RECORDED DATA
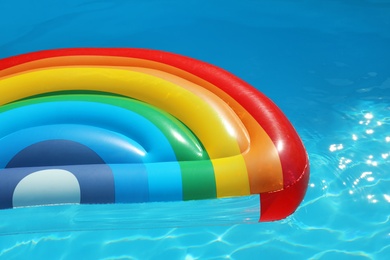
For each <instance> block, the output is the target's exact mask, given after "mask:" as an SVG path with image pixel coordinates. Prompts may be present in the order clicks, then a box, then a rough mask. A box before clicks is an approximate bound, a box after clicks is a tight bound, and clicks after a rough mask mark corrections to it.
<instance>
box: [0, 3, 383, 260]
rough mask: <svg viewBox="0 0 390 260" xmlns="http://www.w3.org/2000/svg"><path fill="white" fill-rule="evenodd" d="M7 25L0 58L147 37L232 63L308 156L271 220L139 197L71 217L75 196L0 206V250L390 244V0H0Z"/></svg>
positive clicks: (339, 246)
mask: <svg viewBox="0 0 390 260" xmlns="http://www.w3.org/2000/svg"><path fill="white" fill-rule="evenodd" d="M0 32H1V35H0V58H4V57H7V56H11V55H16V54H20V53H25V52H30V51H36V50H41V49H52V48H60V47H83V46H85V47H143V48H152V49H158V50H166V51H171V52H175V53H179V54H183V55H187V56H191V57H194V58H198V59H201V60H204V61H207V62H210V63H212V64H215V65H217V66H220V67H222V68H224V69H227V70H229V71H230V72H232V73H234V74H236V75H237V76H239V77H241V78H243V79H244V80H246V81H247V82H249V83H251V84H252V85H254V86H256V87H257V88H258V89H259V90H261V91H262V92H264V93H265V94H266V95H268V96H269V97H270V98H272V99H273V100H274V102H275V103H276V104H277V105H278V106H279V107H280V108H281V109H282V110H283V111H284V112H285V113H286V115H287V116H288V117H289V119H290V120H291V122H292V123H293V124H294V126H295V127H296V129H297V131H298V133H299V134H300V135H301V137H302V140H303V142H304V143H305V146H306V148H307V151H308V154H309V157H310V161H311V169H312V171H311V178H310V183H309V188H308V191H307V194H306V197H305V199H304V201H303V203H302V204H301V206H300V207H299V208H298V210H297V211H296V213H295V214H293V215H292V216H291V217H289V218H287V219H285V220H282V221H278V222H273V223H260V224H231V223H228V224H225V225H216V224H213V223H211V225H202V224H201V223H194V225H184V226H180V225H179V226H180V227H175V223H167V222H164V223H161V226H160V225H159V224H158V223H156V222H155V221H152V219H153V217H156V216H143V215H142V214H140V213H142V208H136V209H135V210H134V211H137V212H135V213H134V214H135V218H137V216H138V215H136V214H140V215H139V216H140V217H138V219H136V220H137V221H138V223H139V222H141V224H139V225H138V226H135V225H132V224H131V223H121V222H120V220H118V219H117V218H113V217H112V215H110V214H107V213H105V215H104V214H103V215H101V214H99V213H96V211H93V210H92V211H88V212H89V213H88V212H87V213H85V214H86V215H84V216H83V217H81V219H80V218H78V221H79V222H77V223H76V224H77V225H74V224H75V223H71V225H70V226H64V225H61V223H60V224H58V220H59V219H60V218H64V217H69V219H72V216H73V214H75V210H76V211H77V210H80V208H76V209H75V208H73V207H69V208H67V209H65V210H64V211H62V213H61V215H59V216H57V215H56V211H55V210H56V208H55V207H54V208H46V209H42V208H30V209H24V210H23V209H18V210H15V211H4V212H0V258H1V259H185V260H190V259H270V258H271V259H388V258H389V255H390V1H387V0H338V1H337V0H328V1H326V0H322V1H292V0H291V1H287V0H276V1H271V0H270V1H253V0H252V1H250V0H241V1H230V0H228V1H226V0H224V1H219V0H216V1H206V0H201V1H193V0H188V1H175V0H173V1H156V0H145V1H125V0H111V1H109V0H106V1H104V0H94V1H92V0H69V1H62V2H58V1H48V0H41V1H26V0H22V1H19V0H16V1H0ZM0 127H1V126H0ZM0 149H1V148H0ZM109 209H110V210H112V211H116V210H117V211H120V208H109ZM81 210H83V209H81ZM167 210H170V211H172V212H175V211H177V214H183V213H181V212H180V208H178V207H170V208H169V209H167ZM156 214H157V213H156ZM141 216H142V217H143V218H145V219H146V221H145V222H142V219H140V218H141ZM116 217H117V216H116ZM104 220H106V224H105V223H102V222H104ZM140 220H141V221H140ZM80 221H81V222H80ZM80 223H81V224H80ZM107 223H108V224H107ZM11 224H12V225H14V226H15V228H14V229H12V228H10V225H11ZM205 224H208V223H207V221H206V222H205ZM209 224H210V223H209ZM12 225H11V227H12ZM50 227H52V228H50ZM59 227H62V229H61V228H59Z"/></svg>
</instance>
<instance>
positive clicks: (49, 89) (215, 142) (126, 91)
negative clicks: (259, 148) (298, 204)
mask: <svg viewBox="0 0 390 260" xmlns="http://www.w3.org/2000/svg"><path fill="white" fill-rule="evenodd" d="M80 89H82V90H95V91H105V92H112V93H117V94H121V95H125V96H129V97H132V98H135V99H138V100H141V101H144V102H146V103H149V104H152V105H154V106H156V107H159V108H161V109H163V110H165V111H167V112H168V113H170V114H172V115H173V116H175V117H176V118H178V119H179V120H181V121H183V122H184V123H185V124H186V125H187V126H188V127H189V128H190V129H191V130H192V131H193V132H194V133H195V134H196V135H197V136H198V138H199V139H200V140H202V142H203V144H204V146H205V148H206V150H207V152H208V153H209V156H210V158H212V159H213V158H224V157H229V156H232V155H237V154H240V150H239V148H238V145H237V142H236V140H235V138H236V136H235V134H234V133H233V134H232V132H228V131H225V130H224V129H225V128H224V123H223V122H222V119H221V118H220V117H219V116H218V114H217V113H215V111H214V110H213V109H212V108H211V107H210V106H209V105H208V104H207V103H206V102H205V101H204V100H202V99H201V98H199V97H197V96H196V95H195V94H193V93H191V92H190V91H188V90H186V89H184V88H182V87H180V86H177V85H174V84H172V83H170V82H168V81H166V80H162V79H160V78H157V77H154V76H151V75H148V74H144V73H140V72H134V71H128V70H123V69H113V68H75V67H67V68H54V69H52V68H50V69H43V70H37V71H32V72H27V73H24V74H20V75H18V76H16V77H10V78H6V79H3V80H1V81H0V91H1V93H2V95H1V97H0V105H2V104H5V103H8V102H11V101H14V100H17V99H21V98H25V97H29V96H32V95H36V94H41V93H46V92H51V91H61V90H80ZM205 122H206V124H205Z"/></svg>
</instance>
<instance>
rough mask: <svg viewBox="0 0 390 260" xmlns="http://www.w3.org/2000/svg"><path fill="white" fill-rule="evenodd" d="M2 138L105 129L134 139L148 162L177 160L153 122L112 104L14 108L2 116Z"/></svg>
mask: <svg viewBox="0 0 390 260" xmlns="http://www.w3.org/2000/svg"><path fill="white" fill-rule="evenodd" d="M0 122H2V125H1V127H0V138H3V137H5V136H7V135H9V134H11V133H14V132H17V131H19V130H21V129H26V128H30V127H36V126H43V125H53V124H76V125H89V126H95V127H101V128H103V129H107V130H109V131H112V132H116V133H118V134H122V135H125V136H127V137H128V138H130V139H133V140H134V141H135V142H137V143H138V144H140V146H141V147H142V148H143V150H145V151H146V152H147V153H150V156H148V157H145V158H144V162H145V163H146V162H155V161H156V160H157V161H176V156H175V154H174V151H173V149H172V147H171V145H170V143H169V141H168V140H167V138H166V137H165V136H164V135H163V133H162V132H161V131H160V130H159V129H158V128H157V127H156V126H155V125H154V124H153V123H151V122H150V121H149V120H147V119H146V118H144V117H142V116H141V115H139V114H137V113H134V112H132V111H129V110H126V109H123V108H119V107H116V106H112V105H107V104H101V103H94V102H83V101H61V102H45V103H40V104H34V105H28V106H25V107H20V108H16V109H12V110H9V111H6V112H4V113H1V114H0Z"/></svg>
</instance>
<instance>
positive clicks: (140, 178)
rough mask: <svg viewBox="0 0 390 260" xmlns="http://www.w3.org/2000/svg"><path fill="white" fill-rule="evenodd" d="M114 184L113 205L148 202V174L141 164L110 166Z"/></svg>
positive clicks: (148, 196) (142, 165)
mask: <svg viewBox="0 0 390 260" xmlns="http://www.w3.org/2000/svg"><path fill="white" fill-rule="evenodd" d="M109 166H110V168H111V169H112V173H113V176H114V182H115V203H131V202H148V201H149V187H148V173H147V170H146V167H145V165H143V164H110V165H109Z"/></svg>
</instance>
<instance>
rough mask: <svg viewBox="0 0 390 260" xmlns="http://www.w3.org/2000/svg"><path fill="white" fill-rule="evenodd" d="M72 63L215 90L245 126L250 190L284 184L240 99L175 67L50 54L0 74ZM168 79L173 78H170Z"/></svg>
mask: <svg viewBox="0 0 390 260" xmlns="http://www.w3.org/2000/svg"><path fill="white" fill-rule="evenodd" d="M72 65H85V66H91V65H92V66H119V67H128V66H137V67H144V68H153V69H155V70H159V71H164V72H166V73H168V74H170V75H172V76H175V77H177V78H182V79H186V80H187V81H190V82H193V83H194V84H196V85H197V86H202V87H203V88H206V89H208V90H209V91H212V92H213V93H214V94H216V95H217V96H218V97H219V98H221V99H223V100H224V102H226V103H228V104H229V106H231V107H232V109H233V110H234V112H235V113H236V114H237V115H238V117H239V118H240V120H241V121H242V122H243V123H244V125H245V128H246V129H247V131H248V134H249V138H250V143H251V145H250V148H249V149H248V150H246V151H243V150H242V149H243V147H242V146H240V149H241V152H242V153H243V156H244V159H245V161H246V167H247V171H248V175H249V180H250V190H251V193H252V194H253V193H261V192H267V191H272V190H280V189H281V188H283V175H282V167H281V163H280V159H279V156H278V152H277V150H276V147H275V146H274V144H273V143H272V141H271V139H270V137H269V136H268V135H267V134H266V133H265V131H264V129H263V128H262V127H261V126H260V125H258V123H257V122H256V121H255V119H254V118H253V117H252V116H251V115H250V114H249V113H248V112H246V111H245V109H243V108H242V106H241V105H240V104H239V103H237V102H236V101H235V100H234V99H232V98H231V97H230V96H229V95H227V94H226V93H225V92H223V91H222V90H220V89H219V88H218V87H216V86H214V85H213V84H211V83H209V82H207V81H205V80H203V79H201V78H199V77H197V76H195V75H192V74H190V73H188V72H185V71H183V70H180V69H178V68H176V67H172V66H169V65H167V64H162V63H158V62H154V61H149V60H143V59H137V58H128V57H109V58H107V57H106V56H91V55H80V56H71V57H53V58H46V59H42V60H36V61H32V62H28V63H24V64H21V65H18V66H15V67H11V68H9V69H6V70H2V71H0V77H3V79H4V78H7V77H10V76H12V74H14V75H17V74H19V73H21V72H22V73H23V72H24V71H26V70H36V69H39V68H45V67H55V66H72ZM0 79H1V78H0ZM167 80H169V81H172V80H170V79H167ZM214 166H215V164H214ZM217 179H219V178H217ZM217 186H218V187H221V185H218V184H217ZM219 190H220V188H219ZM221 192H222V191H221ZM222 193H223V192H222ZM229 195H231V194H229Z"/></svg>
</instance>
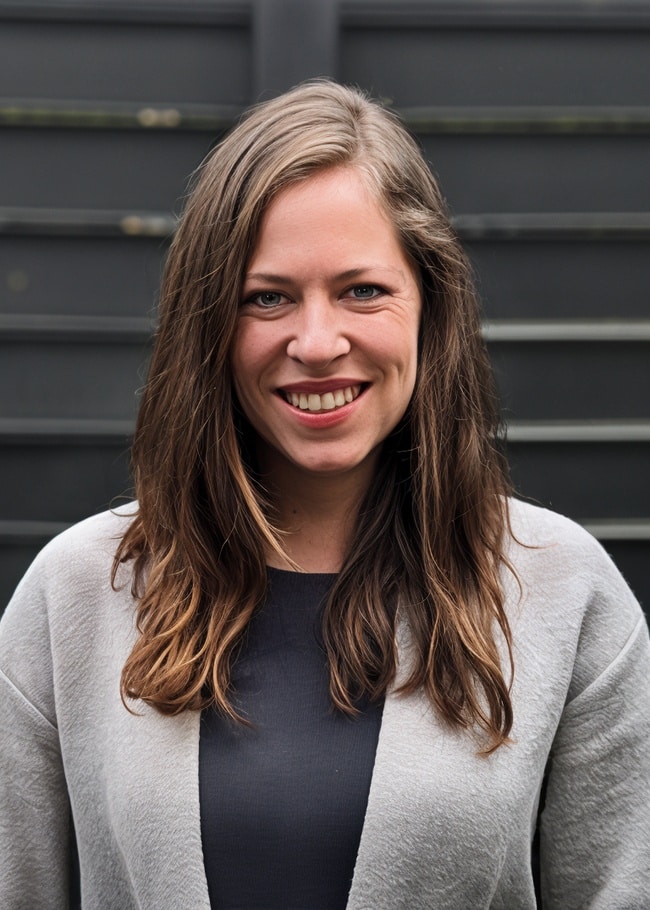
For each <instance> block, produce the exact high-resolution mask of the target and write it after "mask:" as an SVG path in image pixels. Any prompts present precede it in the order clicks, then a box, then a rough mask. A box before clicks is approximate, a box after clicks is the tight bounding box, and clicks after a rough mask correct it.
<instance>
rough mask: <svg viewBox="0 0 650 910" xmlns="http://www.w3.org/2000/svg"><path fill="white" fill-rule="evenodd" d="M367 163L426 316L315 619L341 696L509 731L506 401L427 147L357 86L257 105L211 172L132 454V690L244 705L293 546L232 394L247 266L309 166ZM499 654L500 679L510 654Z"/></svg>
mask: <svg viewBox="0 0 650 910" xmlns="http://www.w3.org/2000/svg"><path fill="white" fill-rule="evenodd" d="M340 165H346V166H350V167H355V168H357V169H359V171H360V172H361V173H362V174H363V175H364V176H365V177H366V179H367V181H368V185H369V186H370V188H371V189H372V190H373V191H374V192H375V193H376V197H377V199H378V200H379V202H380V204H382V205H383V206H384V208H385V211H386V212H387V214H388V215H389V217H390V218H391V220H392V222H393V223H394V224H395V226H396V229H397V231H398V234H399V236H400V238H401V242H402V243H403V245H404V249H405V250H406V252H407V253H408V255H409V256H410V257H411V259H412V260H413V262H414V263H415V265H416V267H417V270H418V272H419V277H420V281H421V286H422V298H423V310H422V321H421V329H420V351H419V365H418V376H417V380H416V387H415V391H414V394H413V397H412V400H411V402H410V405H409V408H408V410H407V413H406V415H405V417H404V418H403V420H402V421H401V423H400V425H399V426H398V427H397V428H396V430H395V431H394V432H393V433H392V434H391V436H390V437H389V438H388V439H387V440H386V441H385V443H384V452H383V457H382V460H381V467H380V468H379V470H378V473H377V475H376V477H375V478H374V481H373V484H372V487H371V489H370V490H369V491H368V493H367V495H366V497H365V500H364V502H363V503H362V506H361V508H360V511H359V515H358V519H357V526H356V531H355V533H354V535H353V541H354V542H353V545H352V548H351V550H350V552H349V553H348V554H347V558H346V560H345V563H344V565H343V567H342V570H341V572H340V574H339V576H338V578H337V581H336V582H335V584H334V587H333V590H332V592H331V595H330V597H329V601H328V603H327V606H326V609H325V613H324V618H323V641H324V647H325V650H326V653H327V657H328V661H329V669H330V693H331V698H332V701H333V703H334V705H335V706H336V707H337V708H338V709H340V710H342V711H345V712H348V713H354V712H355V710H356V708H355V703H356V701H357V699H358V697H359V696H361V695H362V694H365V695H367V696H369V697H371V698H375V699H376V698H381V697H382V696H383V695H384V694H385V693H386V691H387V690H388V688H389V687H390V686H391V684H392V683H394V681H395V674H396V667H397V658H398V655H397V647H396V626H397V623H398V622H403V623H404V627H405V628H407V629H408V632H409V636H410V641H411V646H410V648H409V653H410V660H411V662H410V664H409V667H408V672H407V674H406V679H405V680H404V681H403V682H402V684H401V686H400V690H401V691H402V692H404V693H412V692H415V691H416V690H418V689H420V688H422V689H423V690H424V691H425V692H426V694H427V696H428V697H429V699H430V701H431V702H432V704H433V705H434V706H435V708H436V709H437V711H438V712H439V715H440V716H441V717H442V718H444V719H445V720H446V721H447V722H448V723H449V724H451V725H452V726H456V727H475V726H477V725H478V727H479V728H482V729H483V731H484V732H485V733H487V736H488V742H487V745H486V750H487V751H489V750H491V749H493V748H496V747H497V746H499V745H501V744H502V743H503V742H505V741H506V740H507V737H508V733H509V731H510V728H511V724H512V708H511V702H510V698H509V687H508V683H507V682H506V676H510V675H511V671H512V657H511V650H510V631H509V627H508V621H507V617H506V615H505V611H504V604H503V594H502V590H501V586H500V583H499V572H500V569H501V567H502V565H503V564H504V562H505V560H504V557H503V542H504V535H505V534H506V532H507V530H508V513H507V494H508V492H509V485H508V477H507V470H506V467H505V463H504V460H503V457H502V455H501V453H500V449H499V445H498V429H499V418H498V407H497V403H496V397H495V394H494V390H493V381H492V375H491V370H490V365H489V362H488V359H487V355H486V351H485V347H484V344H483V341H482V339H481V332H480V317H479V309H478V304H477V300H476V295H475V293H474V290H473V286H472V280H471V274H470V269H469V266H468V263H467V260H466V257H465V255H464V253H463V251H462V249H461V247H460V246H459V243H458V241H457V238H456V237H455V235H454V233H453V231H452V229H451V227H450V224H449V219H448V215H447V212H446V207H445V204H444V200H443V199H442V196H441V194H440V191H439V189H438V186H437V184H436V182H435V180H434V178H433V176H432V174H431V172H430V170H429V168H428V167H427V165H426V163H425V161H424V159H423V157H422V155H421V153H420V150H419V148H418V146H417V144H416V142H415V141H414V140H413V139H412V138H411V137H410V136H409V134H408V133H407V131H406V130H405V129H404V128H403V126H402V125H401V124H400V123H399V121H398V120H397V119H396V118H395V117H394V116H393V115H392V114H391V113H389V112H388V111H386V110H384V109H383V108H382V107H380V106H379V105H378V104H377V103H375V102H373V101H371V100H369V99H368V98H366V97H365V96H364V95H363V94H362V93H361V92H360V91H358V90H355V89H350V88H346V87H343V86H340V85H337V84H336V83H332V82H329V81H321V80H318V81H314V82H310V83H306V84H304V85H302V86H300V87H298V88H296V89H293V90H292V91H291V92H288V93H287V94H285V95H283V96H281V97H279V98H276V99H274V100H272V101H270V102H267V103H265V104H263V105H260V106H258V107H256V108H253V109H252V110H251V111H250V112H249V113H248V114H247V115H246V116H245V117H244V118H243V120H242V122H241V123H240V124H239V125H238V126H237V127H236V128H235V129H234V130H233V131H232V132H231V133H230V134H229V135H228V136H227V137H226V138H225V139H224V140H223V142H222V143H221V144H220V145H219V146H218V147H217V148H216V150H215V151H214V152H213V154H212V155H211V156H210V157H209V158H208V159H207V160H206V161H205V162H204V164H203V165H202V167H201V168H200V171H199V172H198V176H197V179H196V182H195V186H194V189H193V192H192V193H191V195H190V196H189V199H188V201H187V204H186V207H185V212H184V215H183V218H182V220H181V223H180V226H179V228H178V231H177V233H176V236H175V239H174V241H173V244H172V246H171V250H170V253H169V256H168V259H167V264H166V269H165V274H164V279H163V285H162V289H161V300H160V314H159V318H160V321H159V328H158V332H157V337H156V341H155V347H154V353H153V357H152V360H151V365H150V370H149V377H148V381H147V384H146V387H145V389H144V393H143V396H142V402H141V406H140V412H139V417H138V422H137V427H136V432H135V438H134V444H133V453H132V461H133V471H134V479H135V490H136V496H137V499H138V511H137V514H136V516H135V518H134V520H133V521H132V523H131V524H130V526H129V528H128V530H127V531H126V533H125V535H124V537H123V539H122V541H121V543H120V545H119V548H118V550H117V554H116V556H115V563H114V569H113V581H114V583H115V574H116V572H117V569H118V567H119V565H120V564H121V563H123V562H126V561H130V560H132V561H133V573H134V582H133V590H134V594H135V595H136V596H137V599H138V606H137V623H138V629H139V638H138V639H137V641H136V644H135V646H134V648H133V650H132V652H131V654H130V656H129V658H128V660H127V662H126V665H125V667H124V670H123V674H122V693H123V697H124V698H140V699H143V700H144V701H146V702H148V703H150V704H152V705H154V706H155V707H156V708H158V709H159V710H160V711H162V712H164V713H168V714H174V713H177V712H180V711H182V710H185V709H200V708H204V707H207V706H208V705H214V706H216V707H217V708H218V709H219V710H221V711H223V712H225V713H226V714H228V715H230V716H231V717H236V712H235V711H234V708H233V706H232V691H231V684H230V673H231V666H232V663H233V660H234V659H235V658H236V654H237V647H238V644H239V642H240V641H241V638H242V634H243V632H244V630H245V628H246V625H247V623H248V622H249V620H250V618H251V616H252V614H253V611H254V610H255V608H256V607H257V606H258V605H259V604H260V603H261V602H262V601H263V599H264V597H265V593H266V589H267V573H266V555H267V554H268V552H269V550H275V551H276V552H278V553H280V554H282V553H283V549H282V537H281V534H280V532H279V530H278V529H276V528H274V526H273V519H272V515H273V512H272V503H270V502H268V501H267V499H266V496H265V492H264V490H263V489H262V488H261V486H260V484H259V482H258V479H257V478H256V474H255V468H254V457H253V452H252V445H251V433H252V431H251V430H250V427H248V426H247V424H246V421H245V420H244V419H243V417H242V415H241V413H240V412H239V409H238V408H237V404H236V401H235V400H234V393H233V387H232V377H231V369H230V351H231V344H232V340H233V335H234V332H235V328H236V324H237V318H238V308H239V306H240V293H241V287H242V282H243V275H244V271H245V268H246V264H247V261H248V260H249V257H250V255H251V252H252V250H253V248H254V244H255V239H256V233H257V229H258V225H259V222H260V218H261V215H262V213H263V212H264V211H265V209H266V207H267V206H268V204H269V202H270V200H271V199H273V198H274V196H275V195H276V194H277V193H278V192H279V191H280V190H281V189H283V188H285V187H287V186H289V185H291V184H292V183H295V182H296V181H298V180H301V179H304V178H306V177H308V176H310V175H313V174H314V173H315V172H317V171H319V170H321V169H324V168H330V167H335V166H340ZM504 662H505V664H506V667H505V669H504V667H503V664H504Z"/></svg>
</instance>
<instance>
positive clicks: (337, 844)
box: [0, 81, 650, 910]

YOUR INSTRUCTIONS
Only lines that contain the string "present" count; pick each one out of the records and copy it.

TASK SOLUTION
For each <instance> block, the output is the target's exact mask, given after "mask:" as an SVG path with image pixel coordinates. Prompts may be present in the order clicks, then a box, then a rough mask. A box before clicks is an approximate bound, a box after clicks is a tight bound, and clicks after a rough mask mark corrections to it.
For each <instance> block, produce the exact high-resolution mask of the target and write it after "mask:" as an SVG path in image pixels. Any prompts present precede it in the order clicks, then a box, then a rough mask. A box before clicks is approximate, a box after clicks is the tight bounding box, and clicks after a rough mask correct it.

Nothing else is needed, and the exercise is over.